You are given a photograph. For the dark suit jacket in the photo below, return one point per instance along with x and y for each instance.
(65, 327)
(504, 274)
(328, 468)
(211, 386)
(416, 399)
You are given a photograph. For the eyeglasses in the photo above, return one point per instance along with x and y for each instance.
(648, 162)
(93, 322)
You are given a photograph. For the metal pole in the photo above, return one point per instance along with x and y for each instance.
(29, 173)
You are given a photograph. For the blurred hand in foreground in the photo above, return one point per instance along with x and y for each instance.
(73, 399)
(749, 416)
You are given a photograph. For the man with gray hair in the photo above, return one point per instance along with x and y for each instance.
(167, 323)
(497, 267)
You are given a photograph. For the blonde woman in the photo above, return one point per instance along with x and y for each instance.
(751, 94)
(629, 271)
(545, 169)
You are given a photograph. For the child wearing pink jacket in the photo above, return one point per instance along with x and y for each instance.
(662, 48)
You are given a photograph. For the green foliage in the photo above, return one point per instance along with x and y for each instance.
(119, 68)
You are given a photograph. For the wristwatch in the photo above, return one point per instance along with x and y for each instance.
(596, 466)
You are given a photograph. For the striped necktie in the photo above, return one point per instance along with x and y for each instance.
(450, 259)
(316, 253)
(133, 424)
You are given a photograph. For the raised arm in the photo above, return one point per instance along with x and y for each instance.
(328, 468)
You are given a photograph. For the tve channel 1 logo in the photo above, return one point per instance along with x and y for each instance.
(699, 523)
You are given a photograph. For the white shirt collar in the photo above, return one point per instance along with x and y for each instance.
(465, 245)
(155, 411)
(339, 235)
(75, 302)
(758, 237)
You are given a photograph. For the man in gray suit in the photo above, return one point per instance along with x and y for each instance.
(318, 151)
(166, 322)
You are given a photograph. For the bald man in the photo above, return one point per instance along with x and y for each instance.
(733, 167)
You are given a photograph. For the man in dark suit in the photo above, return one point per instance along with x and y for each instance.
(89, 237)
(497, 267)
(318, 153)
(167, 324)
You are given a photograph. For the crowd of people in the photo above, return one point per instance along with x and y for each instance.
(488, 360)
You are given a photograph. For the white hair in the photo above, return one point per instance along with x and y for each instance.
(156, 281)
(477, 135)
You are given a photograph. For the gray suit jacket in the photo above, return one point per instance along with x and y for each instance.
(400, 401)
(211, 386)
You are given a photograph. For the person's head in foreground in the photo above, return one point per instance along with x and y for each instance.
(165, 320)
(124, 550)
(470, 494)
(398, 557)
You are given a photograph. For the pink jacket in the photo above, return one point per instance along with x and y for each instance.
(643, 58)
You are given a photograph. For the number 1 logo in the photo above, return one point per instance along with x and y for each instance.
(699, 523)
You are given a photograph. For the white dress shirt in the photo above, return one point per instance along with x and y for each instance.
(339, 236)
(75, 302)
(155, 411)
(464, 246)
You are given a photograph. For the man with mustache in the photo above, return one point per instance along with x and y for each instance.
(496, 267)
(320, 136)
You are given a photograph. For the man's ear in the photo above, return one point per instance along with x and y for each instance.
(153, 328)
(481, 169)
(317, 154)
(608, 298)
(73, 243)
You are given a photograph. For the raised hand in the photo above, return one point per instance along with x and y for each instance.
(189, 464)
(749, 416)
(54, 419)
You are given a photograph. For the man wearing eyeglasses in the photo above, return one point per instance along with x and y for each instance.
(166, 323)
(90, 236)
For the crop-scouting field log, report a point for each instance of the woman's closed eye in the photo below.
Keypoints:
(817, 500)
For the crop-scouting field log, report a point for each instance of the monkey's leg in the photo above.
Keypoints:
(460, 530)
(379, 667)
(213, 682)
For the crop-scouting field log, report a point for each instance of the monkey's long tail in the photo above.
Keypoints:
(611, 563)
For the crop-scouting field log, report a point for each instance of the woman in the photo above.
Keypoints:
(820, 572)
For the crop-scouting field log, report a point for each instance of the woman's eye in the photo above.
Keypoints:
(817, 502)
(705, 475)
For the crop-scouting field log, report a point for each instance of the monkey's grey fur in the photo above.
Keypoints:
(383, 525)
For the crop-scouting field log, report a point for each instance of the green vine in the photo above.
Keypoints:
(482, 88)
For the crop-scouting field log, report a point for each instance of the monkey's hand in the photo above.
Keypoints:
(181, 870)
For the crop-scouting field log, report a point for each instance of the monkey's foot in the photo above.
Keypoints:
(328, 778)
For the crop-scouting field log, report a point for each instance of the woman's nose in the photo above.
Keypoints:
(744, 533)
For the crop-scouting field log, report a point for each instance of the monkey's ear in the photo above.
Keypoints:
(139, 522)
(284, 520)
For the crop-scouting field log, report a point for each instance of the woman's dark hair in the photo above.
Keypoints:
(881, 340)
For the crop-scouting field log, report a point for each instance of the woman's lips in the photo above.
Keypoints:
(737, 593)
====================
All of the entries must be given again, word for word.

You are given a photograph. For the dark suit jacket in the photo below, return one point per instance along with x and y for each instance.
(65, 327)
(504, 274)
(328, 468)
(211, 386)
(416, 399)
You are given a photograph. For the eyeglasses in the photo above, return one point per instance along with x and y for each instance.
(648, 162)
(93, 322)
You are given a photograph. For the metal pole in the photo above, return one point per instance along with x and y for each instance.
(29, 173)
You are given a photograph. For the blurred hand in foreground in the photo above, return one point per instance along with x and y for each instance.
(73, 399)
(749, 416)
You are given a photograph. For the man with gray hair in the photo above, return one point per instance along with x and y for each instance.
(167, 323)
(497, 267)
You are given a photograph. For the blonde woman in the photo above, return one point per instance along with x and y for each instance.
(751, 94)
(629, 271)
(545, 169)
You are given a photograph. For the child wearing pink jacket in the photo above, return one point per instance along with x and y for each instance.
(662, 48)
You are given a photograph. For the green foliage in the photo above, return one point per instance along with x and y for each instance.
(119, 68)
You are given a photograph. For the wristwatch in the photo above, return one point per instance along with x and y for each instance.
(596, 466)
You are given a photograph. For the striped necktie in the photo above, return one point per instance along with x and y for each instance.
(450, 259)
(316, 253)
(133, 424)
You are given a photograph. For the raised arm in the photo above, return one point per instance along with x and y for each instance.
(328, 468)
You are given a photograph. For the tve channel 1 logo in the photo above, return one point per instance along with x and y for each instance.
(699, 523)
You are given a photograph. For the white shirt collar in the photo above, return one point per instance along with x and y for each instance.
(465, 245)
(155, 411)
(339, 235)
(75, 302)
(758, 237)
You are given a photograph. For the man in gray suit in the photo above, return one point per instance along with x and y for each instance.
(318, 151)
(166, 322)
You are given a photograph. For the bald man in the photo above, return one point per instance along with x and y for each instance.
(733, 167)
You are given a photograph. For the man in dark suit in the photo above, return one point per instance along with x and y for each instance.
(89, 237)
(497, 267)
(318, 153)
(167, 324)
You are given a photograph. For the crowd of people in the photo above, return one point per instance along with x and y for each instance.
(488, 360)
You are given a photograph. For the white hair in the photo above, return one point per instance along with x and y for each instance.
(156, 281)
(477, 135)
You are given a photograph. For the gray suit jacket in the photo above, return one point per instance along with x and y for each instance.
(400, 401)
(211, 386)
You are given a photograph. For the person's head in foreground in the photo above, return one point per instance along with x and y for each instance.
(165, 320)
(124, 550)
(470, 494)
(398, 557)
You are given a photograph. For the pink jacket in the photo above, return one point per instance along with x and y for each instance.
(643, 58)
You are given a photograph. For the number 1 logo in the photo above, return one point per instance along with x and y for each instance.
(699, 523)
You are given a photograph. For the white dress shirt in the photo above, return one point per instance along with x and y for each instance.
(339, 236)
(75, 302)
(155, 411)
(464, 246)
You are given a photograph. For the man with mustache in the photo above, return one point per instance along with x and y for each instance.
(496, 267)
(320, 136)
You are given a photograph. For the man's ear in the photo above, return one point per instance along with x and y for each instance.
(153, 328)
(481, 169)
(317, 154)
(608, 298)
(73, 243)
You are given a photograph. For the raised hand in the photo above, return one point per instance along with x and y for each instance.
(189, 464)
(749, 416)
(54, 419)
You are given a photograph. For the man wearing eyeglasses in the photo above, return one point per instance along with x and y for each instance.
(166, 323)
(90, 236)
For the crop-scouting field log, report a point for each instance of the woman's closed eye in the photo below.
Keypoints:
(817, 500)
For the crop-scouting field log, report a point for each instance of the monkey's leg in the photo above.
Keypoints:
(460, 530)
(379, 667)
(213, 682)
For the crop-scouting field log, report a point for each instance of the monkey's long tail in the photo above.
Keypoints:
(611, 563)
For the crop-scouting field log, report a point for each instance of the woman in the photo above.
Keypoints:
(820, 572)
For the crop-scouting field log, report a point for each instance of the woman's eye in the photo above.
Keypoints:
(817, 502)
(705, 475)
For the crop-scouting field log, report a point for each instance of the monkey's grey fur in the photo above.
Keypoints:
(383, 525)
For the crop-scouting field log, report a point for each instance of the green vine in the photo above.
Keypoints:
(482, 88)
For the crop-scouting field log, report a point for each instance of the monkey's hand in the photo above.
Keypoints:
(181, 870)
For the crop-scouting field log, report a point for each instance of the monkey's foot in the photo above.
Keypoints:
(328, 778)
For the crop-scouting field log, report a point for each instance of the woman's nose in the photo above.
Keypoints:
(744, 533)
For the crop-scouting field log, report a point for each instance of the monkey's ear in the photo above.
Keypoints:
(139, 522)
(284, 520)
For the crop-scouting field log, report a point for each instance of the woman's dark hair in the photo above.
Keypoints:
(881, 340)
For the crop-scouting field log, report a point for each instance of the woman's lips in the photo above.
Keypoints:
(737, 593)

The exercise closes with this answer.